◆ EXCERPT PROVIDED ◆
=-=-=
The many faces of Sandra Day O’Connor
By RADINA GIGOVA
Observer Staff
Nov. 8, 2007
Sandra Day O’Connor, the first woman to serve on the Supreme Court, put away her seriousness along with her justice robe, and showed a different side of her personality — her sense of humor.
The 75-year-old moderate conservative crafted the standards for the ruling on some of the highest-profile cases. She has been the decisive fifth vote on major rulings since President Reagan appointed her in 1981.
- She was born on March 26, 1930 in El Paso, Texas and grew up on a cattle ranch in southeast Arizona
- When she graduated from Stanford Law School, no law firm was willing to hire her
- O’Connor became the first women to be appointed Associate Justice to the U.S. Supreme Court
- She was a Republican senator to the Arizona State Senate for two consecutive terms and in 1973 was elected majority leader
O’Connor has often been called a swing vote. She re-affirmed abortion rights. At the same time she supported limits on affirmative action and she was the vote that granted Bush’s victory in the 2000 presidential election.
=-=-=
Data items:
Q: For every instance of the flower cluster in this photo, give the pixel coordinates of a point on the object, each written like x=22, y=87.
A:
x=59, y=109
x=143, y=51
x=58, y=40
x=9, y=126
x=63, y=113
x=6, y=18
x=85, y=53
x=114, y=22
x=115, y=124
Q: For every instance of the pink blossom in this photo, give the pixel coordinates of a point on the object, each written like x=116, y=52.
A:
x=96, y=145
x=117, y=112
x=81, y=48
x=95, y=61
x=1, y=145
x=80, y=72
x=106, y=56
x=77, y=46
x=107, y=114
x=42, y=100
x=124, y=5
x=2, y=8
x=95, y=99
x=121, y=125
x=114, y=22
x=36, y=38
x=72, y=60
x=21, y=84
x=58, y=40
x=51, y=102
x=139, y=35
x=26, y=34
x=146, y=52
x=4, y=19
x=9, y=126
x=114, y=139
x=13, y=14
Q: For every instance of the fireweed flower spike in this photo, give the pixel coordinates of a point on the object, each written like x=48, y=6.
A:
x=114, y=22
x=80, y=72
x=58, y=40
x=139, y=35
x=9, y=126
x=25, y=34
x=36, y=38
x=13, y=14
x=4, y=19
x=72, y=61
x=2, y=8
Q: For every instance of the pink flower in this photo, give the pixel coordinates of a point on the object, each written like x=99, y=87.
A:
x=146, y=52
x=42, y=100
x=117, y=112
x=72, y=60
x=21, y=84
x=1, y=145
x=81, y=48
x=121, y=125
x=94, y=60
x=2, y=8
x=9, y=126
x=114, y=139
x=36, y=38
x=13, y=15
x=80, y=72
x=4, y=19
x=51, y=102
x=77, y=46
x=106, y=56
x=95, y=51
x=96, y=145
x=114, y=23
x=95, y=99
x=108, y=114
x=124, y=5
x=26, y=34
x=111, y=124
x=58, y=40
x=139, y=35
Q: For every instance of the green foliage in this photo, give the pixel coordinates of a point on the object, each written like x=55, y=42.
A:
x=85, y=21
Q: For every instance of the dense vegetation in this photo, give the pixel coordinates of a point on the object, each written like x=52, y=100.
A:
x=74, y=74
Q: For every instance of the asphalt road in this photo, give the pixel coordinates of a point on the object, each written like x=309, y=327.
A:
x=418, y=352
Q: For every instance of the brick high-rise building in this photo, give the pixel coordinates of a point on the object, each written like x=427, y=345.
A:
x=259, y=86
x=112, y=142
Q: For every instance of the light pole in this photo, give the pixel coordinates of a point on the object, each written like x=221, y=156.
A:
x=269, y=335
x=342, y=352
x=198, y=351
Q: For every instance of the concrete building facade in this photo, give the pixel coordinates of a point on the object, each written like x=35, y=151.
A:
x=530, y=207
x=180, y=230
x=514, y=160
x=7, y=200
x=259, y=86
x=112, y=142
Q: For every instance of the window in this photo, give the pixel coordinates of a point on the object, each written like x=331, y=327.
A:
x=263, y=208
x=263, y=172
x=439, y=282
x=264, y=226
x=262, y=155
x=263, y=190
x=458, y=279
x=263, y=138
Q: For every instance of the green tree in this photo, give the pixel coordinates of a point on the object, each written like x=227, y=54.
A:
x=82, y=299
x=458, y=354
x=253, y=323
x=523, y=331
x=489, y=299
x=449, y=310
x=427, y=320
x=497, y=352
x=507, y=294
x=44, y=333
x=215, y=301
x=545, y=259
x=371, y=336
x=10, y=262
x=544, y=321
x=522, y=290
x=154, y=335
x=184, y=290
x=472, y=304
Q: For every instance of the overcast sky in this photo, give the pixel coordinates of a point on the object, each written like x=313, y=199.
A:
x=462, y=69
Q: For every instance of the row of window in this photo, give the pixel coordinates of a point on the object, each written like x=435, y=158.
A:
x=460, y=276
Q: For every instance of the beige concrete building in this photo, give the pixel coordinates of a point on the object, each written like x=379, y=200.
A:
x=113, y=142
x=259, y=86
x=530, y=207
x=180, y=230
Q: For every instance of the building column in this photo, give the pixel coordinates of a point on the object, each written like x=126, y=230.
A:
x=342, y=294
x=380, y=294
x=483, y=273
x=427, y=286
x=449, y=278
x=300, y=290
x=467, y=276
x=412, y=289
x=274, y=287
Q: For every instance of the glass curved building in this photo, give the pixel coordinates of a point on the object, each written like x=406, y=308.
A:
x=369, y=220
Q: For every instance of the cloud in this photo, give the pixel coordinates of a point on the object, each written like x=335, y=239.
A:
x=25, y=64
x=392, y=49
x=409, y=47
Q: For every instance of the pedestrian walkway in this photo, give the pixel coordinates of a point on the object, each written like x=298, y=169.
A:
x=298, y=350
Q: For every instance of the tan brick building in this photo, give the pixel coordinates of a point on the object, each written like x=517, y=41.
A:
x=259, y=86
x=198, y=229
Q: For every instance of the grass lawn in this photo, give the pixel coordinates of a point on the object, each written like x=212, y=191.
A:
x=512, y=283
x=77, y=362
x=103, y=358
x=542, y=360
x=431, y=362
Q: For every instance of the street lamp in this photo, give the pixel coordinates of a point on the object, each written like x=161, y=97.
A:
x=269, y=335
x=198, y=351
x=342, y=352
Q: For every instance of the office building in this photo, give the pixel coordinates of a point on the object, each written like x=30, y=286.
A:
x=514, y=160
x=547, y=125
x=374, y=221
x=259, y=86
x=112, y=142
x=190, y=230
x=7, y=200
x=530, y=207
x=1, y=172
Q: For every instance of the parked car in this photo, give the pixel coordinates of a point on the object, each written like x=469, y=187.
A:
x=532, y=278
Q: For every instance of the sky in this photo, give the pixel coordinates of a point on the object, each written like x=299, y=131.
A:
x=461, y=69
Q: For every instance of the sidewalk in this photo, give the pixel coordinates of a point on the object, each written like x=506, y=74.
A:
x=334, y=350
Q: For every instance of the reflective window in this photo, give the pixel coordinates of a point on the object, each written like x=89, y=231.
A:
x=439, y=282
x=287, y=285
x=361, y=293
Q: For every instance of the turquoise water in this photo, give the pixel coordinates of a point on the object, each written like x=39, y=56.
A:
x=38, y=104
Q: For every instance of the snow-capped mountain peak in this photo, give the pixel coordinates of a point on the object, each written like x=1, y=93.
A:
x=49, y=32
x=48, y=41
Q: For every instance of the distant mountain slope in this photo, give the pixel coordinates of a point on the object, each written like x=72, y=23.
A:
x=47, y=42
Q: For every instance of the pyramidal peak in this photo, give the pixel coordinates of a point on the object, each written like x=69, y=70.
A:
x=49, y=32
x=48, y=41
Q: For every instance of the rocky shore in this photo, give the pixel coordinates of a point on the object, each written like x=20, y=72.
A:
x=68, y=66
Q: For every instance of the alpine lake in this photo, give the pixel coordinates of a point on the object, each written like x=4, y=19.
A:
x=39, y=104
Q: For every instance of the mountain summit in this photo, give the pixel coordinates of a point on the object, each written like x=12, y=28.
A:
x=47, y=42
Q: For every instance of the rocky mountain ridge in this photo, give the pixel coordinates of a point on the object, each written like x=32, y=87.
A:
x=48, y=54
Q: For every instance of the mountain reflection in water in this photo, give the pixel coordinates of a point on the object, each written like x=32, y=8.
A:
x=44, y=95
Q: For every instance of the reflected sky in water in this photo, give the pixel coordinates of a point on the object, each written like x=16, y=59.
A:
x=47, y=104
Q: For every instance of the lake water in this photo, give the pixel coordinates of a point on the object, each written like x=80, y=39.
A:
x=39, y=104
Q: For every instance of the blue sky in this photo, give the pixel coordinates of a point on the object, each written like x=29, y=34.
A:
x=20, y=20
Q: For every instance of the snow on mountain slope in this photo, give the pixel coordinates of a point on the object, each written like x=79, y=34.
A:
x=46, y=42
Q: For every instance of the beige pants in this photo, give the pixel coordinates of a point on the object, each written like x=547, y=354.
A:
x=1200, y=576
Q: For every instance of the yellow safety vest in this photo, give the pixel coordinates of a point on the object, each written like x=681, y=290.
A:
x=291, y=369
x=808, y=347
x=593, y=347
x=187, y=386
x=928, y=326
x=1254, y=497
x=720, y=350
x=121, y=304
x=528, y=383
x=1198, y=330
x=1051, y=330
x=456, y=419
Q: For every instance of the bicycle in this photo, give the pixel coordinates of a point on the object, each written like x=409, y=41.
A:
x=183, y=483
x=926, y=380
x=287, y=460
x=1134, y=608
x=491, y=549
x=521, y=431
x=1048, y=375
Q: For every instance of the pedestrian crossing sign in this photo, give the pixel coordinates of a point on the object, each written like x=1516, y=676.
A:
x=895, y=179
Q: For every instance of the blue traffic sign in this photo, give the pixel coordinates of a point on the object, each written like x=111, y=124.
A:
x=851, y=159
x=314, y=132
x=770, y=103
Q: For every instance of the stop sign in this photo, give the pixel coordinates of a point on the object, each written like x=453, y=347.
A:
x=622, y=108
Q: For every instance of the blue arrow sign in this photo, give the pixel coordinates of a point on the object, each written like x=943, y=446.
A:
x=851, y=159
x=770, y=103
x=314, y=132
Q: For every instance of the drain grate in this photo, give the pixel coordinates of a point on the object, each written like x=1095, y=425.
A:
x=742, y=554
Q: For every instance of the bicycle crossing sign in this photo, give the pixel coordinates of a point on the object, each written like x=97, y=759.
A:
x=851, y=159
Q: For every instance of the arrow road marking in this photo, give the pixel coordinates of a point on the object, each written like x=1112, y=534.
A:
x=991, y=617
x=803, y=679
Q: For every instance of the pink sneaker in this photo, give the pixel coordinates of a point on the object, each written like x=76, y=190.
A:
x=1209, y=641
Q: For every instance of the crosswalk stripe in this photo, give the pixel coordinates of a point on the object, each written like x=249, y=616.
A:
=-=-=
◆ LIST OF TASKS ◆
1. Decide whether each statement below agrees with the profile of Sandra Day O’Connor, answering yes or no and quoting the deciding words of the profile: (a) O’Connor was appointed to the Supreme Court by President Reagan in 1981. (b) O’Connor grew up on a cattle ranch in Texas. (c) Law firms competed to hire O’Connor after she graduated from Stanford Law School.
2. Extend the profile of Sandra Day O’Connor by writing what comes after its final sentence.

◆ RESULTS IN ORDER ◆
1.
(a) Yes: "since President Reagan appointed her in 1981"
(b) No: "grew up on a cattle ranch in southeast Arizona"
(c) No: "no law firm was willing to hire her"

2.
In a conversation at the National Portrait Gallery on Oct. 29, she shared some of her experiences. Her words were accompanied by loud applause and genuine laughter from the audience.
“Being a trial judge is like sitting in a soap opera all day. You hear things that make you wanna cry and you don’t cry in a court room [. . .] You hear things you don’t want to hear. And you hear other things that make you wanna go to sleep. So, it’s quite an experience,” said O’Connor about her work.
O’Connor remembered the phone call by President Reagan and the interview in the Oval Office before she was appointed Supreme Justice.
“We spent most of the time talking about ranches, and horses and fences [. . .] I suspected that more than anything he was interested in my ranch background,” said O’Connor.
She talked about how she started working as an assistant attorney general in Arizona at the beginning of her career.
“I was the only woman on the staff. I was thrilled to be in a public law office like that, but they didn’t know what to do with me.”
She was sent to solve a legal issue at the Arizona State Hospital for the Mentally Ill. She prepared a legal package, which was a great success. Because of the medications the plan provided, the patients could go back to their normal lives.
“At the end of the day I think a great deal was accomplished and the attorney general said I got to come back downtown,” she said.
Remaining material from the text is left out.